• The problem: Update the records below by replacing each occurrence of "segment" with "outline", leaving all other text unchanged.

• Exercise input:
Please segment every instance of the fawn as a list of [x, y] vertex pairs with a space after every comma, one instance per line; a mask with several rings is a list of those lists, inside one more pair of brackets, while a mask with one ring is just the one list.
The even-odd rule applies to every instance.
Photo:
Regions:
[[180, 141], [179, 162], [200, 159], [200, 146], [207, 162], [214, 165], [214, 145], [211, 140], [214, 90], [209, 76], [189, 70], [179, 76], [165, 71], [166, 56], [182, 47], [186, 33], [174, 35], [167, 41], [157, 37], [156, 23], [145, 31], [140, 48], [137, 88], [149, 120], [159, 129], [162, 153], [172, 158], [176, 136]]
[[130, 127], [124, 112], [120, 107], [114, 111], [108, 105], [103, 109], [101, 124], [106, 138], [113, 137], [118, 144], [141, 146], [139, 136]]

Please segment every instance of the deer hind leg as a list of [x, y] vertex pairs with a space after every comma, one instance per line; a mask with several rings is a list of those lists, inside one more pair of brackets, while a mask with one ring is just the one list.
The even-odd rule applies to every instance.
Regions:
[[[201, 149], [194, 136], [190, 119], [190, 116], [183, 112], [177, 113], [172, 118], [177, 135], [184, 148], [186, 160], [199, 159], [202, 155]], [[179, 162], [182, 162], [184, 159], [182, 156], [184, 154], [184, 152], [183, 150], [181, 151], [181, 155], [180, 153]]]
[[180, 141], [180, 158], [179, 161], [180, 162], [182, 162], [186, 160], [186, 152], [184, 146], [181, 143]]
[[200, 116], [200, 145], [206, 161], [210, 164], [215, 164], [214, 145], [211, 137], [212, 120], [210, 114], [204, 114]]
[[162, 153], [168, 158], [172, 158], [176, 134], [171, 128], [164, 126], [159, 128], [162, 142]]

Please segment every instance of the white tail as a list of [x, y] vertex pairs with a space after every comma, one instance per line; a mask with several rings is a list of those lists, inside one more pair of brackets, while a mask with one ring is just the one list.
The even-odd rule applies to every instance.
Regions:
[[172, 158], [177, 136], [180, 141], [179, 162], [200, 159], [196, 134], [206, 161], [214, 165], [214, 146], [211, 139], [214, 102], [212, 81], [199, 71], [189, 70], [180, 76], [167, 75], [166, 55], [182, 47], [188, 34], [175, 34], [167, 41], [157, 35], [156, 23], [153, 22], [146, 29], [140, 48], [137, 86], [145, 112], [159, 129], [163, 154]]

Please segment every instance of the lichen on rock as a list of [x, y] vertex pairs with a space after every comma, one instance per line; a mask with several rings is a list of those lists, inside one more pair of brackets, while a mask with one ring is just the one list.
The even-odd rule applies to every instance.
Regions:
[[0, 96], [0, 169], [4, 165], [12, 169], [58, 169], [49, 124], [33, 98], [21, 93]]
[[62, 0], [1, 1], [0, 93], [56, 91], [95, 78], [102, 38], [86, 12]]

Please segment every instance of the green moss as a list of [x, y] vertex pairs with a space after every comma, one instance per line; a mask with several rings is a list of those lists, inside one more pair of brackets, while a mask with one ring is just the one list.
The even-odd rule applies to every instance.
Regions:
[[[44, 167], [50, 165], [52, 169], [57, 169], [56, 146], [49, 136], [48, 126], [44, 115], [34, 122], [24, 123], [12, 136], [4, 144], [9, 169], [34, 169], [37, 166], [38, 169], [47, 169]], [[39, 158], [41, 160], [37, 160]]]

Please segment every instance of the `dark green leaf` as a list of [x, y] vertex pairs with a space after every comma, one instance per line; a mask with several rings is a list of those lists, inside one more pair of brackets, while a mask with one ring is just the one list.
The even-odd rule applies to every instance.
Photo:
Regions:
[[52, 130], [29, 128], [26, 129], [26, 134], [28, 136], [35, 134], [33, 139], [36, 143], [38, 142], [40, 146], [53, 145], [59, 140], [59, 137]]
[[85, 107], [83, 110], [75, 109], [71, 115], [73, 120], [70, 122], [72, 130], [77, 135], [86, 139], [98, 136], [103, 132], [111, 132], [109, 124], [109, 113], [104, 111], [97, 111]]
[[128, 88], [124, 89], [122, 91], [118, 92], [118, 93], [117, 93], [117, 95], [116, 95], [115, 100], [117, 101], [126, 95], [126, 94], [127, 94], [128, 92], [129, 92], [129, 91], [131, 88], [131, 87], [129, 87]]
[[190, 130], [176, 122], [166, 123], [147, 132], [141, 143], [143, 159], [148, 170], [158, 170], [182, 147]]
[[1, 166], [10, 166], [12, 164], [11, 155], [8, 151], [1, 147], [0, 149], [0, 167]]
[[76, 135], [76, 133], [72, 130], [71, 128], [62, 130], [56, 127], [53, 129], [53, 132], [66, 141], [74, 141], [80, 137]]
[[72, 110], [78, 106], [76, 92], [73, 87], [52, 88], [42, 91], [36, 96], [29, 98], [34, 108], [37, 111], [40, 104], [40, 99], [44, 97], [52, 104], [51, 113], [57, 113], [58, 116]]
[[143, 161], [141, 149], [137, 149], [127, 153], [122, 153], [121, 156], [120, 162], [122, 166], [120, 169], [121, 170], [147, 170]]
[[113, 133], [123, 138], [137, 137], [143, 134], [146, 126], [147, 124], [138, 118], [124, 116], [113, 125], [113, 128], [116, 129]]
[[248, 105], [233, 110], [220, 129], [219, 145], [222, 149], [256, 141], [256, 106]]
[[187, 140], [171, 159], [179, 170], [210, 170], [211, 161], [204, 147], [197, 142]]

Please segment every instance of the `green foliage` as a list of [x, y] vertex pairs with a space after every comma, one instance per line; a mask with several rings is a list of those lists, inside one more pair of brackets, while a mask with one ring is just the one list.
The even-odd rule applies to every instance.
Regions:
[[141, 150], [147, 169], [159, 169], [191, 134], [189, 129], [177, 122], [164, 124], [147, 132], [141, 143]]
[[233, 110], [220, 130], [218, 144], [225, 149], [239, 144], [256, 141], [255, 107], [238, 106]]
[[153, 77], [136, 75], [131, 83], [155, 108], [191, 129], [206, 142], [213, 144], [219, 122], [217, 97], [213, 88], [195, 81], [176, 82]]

• Task output:
Please outline every instance of the fawn as a list of [x, y] vertex pairs with a space after every comma, one instance per line; a mask with several rings is a list of those lists, inside one more pair of brackets, while a mask with one ring is just the one list.
The even-odd rule applies to every instance.
Photo:
Regions:
[[180, 141], [179, 162], [200, 159], [200, 146], [207, 162], [214, 165], [214, 145], [211, 140], [214, 90], [209, 76], [189, 70], [179, 76], [165, 71], [166, 56], [182, 47], [186, 33], [174, 35], [167, 41], [157, 37], [156, 23], [145, 31], [140, 48], [137, 88], [149, 120], [159, 129], [162, 153], [172, 158], [176, 136]]
[[130, 127], [124, 112], [120, 107], [114, 111], [108, 105], [103, 109], [101, 124], [106, 138], [113, 137], [118, 144], [141, 146], [139, 136]]

Please outline every instance of the deer hind leg as a list of [x, y] vertex pairs with a space after every comma, one instance per line; a mask with several rings is a list of those lists, inside one more pair of brackets, while a mask with one ring is just the one list.
The even-odd rule applies to every instance.
Regions:
[[[201, 149], [194, 136], [190, 119], [190, 116], [183, 112], [177, 113], [172, 118], [177, 135], [184, 148], [186, 160], [199, 159], [202, 155]], [[179, 162], [182, 162], [184, 159], [182, 156], [184, 154], [184, 152], [183, 150], [181, 151], [181, 155], [180, 153]]]
[[180, 141], [180, 158], [179, 161], [180, 162], [182, 162], [186, 160], [186, 152], [184, 146], [181, 143]]
[[200, 116], [200, 145], [206, 161], [210, 164], [215, 164], [214, 145], [211, 137], [212, 120], [210, 114], [204, 114]]
[[162, 153], [168, 158], [172, 158], [176, 134], [171, 128], [164, 126], [159, 128], [162, 142]]

Please outline every instance of the white tail as a list of [x, y] vertex pairs with a space after every comma, one instance per line; a mask with several rings is a list of those lists, inside one more pair of brackets, while a mask with one ring is just the one list.
The even-odd rule applies to every instance.
Regions:
[[172, 158], [177, 136], [180, 141], [179, 162], [200, 159], [196, 134], [206, 161], [214, 165], [214, 146], [211, 139], [214, 102], [212, 81], [199, 71], [189, 70], [180, 76], [167, 75], [166, 55], [182, 47], [188, 34], [175, 34], [167, 41], [157, 35], [156, 23], [153, 22], [146, 29], [140, 48], [137, 86], [145, 112], [159, 129], [163, 154]]

Please outline every instance of the lichen on rock as a list of [x, y] vertex pairs with a space after every comma, one instance per line; a mask with several rings is a list of those lists, inside one more pair of brackets, while a mask with one ring is just the one list.
The even-odd rule applies to every instance.
Regions:
[[0, 96], [0, 169], [4, 165], [12, 169], [58, 169], [49, 124], [33, 98], [21, 93]]
[[62, 0], [1, 1], [0, 93], [56, 91], [95, 78], [102, 38], [86, 12]]

Please outline every instance of the green moss as a list of [x, y] vertex pairs with a space after every comma, one instance per line; a mask with several rings is a list of those lists, inside one more pair of brackets, while a mask with one ring is just the one list.
The even-odd rule applies to every instance.
Regions:
[[[44, 167], [50, 165], [52, 169], [57, 169], [56, 146], [49, 136], [48, 126], [44, 115], [34, 122], [24, 123], [12, 136], [4, 144], [9, 169], [34, 169], [37, 166], [38, 169], [47, 169]], [[39, 158], [41, 160], [37, 160]]]

Please outline every instance of the `dark green leaf` as a list of [x, y] vertex pairs with a space after every comma, one instance per line; a mask with several rings is a list of those lists, inside one more pair of brackets, while a mask with one ring is just the one list.
The even-odd rule applies to every instance.
Photo:
Regions:
[[52, 130], [29, 128], [26, 129], [26, 134], [28, 136], [35, 134], [33, 139], [36, 143], [38, 142], [40, 146], [53, 145], [59, 140], [59, 137]]
[[85, 107], [83, 110], [75, 109], [71, 115], [73, 120], [70, 122], [72, 130], [77, 135], [86, 139], [98, 136], [103, 132], [111, 132], [109, 124], [109, 113], [104, 111], [97, 111]]
[[128, 88], [124, 89], [122, 91], [118, 92], [118, 93], [117, 93], [117, 95], [116, 95], [115, 100], [117, 101], [126, 95], [126, 94], [127, 94], [128, 92], [129, 92], [129, 91], [131, 88], [131, 87], [129, 87]]
[[190, 130], [176, 122], [166, 123], [147, 132], [141, 143], [143, 159], [148, 170], [158, 170], [182, 147]]
[[1, 166], [10, 166], [12, 164], [11, 155], [8, 151], [1, 147], [0, 149], [0, 167]]
[[76, 135], [76, 133], [72, 130], [71, 128], [62, 130], [56, 127], [53, 129], [53, 132], [66, 141], [74, 141], [80, 137]]
[[72, 110], [78, 106], [76, 92], [73, 87], [52, 88], [42, 91], [36, 96], [29, 98], [34, 108], [37, 111], [40, 104], [40, 99], [44, 97], [52, 104], [51, 113], [57, 113], [58, 116]]
[[143, 161], [141, 149], [137, 149], [127, 153], [122, 153], [121, 156], [120, 162], [122, 166], [120, 169], [121, 170], [147, 170]]
[[113, 133], [123, 138], [137, 137], [143, 134], [146, 126], [147, 124], [138, 118], [124, 116], [113, 125], [113, 128], [116, 129]]
[[248, 105], [233, 110], [220, 129], [219, 145], [222, 149], [256, 141], [256, 106]]
[[187, 140], [171, 159], [179, 170], [210, 170], [211, 161], [204, 147], [197, 142]]

Please outline every instance of the `green foliage` as a list of [x, y] vertex pairs with a space after every comma, one instance per line; a mask with several rings is a list of those lists, inside one more pair of brackets, while a mask with one ring is just the one list.
The even-odd rule applies to every instance.
Regions:
[[141, 150], [147, 169], [159, 169], [191, 134], [189, 129], [177, 122], [164, 124], [147, 132], [141, 143]]
[[233, 110], [220, 130], [218, 144], [225, 149], [239, 144], [256, 141], [255, 107], [238, 106]]
[[153, 77], [136, 75], [131, 83], [155, 108], [191, 129], [206, 142], [213, 144], [219, 122], [217, 97], [213, 88], [195, 81], [176, 82]]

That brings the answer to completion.